Begin Record set
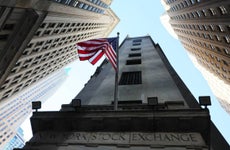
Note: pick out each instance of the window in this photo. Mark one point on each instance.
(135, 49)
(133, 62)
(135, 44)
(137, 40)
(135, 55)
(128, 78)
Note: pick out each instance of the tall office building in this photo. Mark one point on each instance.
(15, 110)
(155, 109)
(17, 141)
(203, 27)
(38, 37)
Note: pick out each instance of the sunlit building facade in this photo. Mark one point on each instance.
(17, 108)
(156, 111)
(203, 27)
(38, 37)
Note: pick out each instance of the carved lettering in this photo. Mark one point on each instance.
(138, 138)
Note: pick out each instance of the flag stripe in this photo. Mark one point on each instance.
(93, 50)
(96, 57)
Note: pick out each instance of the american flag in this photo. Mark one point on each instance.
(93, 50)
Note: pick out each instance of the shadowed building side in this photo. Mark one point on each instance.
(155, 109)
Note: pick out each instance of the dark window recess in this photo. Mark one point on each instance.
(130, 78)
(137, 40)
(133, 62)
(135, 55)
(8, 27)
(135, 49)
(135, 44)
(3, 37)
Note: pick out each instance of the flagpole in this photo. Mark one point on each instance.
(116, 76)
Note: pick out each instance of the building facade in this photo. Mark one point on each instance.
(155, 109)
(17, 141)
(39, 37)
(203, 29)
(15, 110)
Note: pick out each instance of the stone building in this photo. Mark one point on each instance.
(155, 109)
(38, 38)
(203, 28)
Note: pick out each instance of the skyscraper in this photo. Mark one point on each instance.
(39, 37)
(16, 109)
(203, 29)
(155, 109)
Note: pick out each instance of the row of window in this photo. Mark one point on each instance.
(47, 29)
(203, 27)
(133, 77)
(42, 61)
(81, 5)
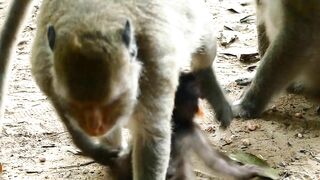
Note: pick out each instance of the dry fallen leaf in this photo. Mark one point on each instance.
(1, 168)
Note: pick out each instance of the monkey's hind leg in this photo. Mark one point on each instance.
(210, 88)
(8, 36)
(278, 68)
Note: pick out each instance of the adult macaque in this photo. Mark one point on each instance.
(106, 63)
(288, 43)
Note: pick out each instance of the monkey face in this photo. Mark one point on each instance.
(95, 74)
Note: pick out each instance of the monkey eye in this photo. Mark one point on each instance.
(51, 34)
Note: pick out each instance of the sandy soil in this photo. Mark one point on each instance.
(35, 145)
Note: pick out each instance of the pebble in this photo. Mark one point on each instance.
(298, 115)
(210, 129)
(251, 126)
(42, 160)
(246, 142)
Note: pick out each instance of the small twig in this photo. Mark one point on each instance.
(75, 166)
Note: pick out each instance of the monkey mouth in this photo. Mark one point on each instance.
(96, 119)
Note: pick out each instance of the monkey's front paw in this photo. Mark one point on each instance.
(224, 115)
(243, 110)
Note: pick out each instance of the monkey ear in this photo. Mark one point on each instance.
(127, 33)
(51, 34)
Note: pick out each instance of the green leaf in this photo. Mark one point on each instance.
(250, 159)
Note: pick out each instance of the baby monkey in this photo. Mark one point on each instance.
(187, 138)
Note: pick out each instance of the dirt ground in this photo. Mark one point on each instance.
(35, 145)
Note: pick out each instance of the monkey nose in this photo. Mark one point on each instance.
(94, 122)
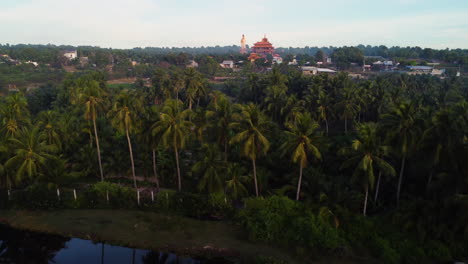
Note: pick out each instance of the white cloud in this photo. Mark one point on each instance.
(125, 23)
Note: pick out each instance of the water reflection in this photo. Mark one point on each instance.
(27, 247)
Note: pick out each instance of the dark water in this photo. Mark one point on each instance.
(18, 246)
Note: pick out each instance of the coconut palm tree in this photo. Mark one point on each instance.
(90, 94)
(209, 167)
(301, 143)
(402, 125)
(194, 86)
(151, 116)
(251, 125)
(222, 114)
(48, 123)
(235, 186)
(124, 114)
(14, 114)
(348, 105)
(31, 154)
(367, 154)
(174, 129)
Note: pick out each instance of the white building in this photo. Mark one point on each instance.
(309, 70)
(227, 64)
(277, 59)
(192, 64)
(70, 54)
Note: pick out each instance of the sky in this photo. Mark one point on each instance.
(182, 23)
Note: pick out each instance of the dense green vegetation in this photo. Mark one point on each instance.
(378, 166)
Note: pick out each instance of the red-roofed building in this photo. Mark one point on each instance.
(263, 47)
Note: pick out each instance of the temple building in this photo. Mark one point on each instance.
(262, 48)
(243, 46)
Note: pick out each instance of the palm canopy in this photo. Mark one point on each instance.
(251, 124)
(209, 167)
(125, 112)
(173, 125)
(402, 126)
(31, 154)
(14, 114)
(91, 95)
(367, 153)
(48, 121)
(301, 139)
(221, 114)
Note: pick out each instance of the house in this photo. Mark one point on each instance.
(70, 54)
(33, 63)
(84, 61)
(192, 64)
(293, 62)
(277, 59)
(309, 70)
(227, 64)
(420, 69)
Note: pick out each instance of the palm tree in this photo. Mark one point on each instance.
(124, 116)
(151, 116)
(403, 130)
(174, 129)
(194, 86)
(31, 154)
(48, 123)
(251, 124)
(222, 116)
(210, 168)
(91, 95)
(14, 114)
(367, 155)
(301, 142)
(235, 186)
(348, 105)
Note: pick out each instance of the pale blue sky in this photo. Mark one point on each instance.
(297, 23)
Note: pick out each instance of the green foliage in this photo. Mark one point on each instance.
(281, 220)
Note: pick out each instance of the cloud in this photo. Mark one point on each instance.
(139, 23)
End Record set
### Task statement
Retype exactly, please, each line from the line that contains "Note: pick out each instance of the white building" through the last line of the entries above, with nothing added.

### Answer to this task
Note: pick out each instance of the white building in this photo. Mark one point on each instance.
(309, 70)
(227, 64)
(277, 59)
(192, 64)
(70, 54)
Note: pick out each instance of the sky in this photo. Mark one point on each instance.
(182, 23)
Note: pick out each instance of the dense green vegetation in this photo. Mark one point on each instance.
(378, 166)
Note: pick out each instance of the red-roofed building in this photo. Mark one point on each instance.
(263, 47)
Note: pick out each instance of the temple building in this photo. Mark one point on each instance.
(262, 48)
(243, 46)
Note: pick out each instance of the palm canopy in this photo. Mark one point on each instance.
(251, 124)
(209, 167)
(125, 112)
(173, 125)
(402, 126)
(31, 154)
(14, 114)
(91, 95)
(367, 153)
(48, 121)
(301, 139)
(221, 114)
Note: pick out each instance of the house in this photo. Mark one point on each instance.
(70, 54)
(33, 63)
(84, 61)
(192, 64)
(293, 62)
(277, 59)
(309, 70)
(227, 64)
(420, 69)
Note: pick out each instance of the palm tree in this photo. Mark one point on each instance.
(124, 116)
(151, 116)
(403, 130)
(174, 129)
(194, 86)
(31, 154)
(48, 123)
(251, 124)
(222, 116)
(210, 168)
(91, 95)
(14, 114)
(367, 155)
(301, 142)
(235, 186)
(348, 105)
Note: pick out each instance of the pale blue sky in this photo. Mark one point on each instance.
(297, 23)
Note: pick out each instance of the green foliage in this photo. Mark one point on each instance.
(281, 220)
Note: pick out each instance of the cloud in this photo. Mark one point on each instance.
(139, 23)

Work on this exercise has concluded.